From the entries below, return only the lines starting at the one that contains "Target: female athlete with braid" and ending at the one that contains "point(76, 250)", exactly as they stand.

##### Extracted records #####

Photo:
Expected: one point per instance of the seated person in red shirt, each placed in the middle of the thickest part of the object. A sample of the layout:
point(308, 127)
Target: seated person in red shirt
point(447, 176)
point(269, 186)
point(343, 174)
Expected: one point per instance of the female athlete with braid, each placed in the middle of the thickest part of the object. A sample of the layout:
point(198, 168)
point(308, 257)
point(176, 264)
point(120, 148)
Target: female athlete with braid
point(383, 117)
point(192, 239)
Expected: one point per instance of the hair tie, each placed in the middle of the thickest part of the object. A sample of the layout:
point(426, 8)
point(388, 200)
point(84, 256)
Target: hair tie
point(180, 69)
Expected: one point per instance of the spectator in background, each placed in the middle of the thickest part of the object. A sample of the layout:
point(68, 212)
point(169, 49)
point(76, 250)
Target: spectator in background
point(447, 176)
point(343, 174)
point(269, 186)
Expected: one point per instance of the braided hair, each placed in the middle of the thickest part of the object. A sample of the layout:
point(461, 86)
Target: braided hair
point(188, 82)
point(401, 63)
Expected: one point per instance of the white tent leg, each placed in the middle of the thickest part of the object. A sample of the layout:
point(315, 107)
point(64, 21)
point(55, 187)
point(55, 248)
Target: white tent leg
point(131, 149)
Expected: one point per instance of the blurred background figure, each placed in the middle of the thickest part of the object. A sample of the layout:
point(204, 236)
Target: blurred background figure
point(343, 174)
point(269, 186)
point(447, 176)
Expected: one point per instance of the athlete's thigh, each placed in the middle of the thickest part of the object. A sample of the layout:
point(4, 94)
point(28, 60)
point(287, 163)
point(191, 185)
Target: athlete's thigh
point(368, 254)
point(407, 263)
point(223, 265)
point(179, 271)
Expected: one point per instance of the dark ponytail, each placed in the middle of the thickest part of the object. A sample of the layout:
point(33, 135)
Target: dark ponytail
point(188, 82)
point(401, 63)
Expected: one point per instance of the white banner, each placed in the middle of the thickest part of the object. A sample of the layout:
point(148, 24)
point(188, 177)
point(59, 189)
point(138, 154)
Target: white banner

#####

▸ Task answer:
Target: female athlete with braid
point(383, 117)
point(192, 239)
Expected: one point per instance of the hair tie, each placed in the middle of the thickest part of the object. A sample of the layout:
point(426, 8)
point(388, 200)
point(84, 256)
Target: hair tie
point(180, 69)
Expected: one point per instance of the spectator in background, each placed in the middle of the thickest part of the object. A sample of the layout:
point(68, 212)
point(169, 49)
point(76, 250)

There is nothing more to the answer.